-- Text shown --
= = =

= Pass the hash =

Hacking technique

In computer security, pass the hash is a hacking technique that allows an attacker to authenticate to a remote server or service by using the underlying NTLM or LanMan hash of a user's password, instead of requiring the associated plaintext password as is normally the case. It replaces the need for stealing the plaintext password to gain access with stealing the hash.

The attack exploits an implementation weakness in the authentication protocol, where password hashes remain static from session to session until the password is next changed.

This technique can be performed against any server or service accepting LM or NTLM authentication, whether it runs on a machine with Windows, Unix, or any other operating system.

==Description==
On systems or services using NTLM authentication, users' passwords are never sent in cleartext over the wire. Instead, they are provided to the requesting system, like a domain controller, as a hash in a response to a challenge–response authentication scheme.

Native Windows applications ask users for the cleartext password, then call APIs like LsaLogonUser that convert that password to one or two hash values (the LM or NT hashes) and then send that to the remote server during NTLM authentication.

If an attacker has the hashes of a user's password, they do not need the cleartext password; they can simply use the hash to authenticate with a server and impersonate that user. In other words, from an attacker's perspective, hashes are functionally equivalent to the original passwords that they were generated from.

==History==
The pass the hash technique was originally published by Paul Ashton in 1997 and consisted of a modified Samba SMB client that accepted user password hashes instead of cleartext passwords. Later versions of Samba and other third-party implementations of the SMB and NTLM protocols also included the functionality.

This implementation of the technique was based on an SMB stack created by a third-party (e.g., Samba and others), and for this reason suffered from a series of limitations from a hacker's perspective, including limited or partial functionality: The SMB protocol has continued to evolve over the years, this means that third parties creating their own implementation of the SMB protocol need to implement changes and additions to the protocol after they are introduced by newer versions of Windows and SMB (historically by reverse engineering, which is very complex and time-consuming). This means that even after performing NTLM authentication successfully using the pass the hash technique, tools like Samba's SMB client might not have implemented the functionality the attacker might want to use. This meant that it was difficult to attack Windows programs that use DCOM or RPC.

Also, because attackers were restricted to using third-party clients when carrying out attacks, it was not possible to use built-in Windows applications, like Net.exe or the Active Directory Users and Computers tool amongst others, because they asked the attacker or user to enter the cleartext password to authenticate, and not the corresponding password hash value.

In 2008, Hernan Ochoa published a tool called the "Pass-the-Hash Toolkit" that allowed 'pass the hash' to be performed natively on Windows. It allowed the user name, domain name, and password hashes cached in memory by the Local Security Authority to be changed at runtime after a user was authenticated — this made it possible to 'pass the hash' using standard Windows applications, and thereby to undermine fundamental authentication mechanisms built into the operating system.

= = =

-- Exercises to complete --
a) Do these statements agree with the pass the hash article? For each, answer yes or no and quote the words from the article that decide it. (i) Pass the hash works only against servers running Windows. (ii) Paul Ashton first published the technique in 1997. (iii) Under NTLM authentication, passwords are sent over the wire in cleartext.
b) Go on writing the pass the hash article after its last sentence.

= = =

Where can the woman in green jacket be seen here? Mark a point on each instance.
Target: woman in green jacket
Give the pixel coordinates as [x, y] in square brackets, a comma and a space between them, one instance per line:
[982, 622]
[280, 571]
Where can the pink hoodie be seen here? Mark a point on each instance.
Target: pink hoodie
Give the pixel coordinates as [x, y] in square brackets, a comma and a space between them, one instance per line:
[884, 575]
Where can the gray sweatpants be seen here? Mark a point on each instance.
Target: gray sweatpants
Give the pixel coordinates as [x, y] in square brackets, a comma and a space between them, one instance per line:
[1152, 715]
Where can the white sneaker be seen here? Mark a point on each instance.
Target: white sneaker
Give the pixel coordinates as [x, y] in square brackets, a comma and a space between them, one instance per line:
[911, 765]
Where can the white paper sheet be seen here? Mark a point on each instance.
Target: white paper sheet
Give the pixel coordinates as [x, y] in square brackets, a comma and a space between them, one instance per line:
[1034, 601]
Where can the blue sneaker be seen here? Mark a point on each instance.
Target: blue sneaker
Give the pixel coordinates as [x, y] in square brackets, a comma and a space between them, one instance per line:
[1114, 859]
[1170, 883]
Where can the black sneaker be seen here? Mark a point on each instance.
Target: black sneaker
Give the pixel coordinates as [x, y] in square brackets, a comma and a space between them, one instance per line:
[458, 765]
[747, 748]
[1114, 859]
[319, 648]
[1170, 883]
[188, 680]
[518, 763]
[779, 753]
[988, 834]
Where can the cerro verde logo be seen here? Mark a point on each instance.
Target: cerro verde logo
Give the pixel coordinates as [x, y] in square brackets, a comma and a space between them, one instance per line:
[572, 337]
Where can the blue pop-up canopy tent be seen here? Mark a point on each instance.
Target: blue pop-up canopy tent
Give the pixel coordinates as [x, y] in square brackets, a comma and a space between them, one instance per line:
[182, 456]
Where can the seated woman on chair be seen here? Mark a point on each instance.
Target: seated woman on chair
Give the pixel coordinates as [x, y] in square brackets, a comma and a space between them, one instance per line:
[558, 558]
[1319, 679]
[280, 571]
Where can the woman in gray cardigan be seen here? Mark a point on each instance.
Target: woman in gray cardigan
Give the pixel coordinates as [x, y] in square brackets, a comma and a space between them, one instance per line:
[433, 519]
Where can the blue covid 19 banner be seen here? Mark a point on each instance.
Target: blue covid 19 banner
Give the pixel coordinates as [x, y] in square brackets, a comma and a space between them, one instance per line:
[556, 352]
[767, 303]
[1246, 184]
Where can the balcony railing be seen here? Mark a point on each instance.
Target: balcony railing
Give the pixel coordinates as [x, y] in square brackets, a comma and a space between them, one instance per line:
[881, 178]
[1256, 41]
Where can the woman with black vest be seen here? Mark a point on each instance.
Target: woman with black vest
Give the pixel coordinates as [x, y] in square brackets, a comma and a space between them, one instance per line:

= = =

-- Answers by item number --
a)
(i) No: "whether it runs on a machine with Windows, Unix, or any other operating system."
(ii) Yes: "originally published by Paul Ashton in 1997"
(iii) No: "users' passwords are never sent in cleartext over the wire."

b)
The tool also introduced a new technique which allowed dumping password hashes cached in the memory of the lsass.exe process (not in persistent storage on disk), which quickly became widely used by penetration testers (and attackers). This hash harvesting technique is more advanced than previously used techniques (e.g. dumping the local Security Accounts Manager database (SAM) using pwdump and similar tools), mainly because hash values stored in memory could include credentials of domain users (and domain administrators) that logged into the machine. For example, the hashes of authenticated domain users that are not stored persistently in the local SAM can also be dumped. This makes it possible for a penetration tester (or attacker) to compromise a whole Windows domain after compromising a single machine that was a member of that domain. Furthermore, the attack can be implemented instantaneously and without any requirement for expensive computing resources to carry out a brute force attack.

This toolkit has subsequently been superseded by "Windows Credential Editor", which extends the original tool's functionality and operating system support. Some antivirus vendors classify the toolkit as malware.

==Hash harvesting==
Before an attacker can carry out a pass-the-hash attack, they must obtain the password hashes of the target user accounts. To this end, penetration testers and attackers can harvest password hashes using a number of different methods:

- Cached hashes or credentials of users who have previously logged onto a machine (for example at the console or via RDP) can be read from the SAM by anyone who has Administrator-level privileges. The default behavior of caching hashes or credentials for offline use can be disabled by administrators, so this technique may not always work if a machine has been sufficiently hardened.
- Dumping the local user's account database (SAM). This database only contains user accounts local to the particular machine that was compromised. For example, in a domain environment, the SAM database of a machine will not contain domain users, only users local to that machine that more likely will not be very useful to authenticate to other services on the domain. However, if the same local administrative account passwords are used across multiple systems the attacker can remotely access those systems using the local user account hashes.
- Sniffing LM and NTLM challenge–response dialogues between client and servers, and later brute-forcing captured encrypted hashes (since the hashes obtained in this way are encrypted, it is necessary to perform a brute-force attack to obtain the actual hashes).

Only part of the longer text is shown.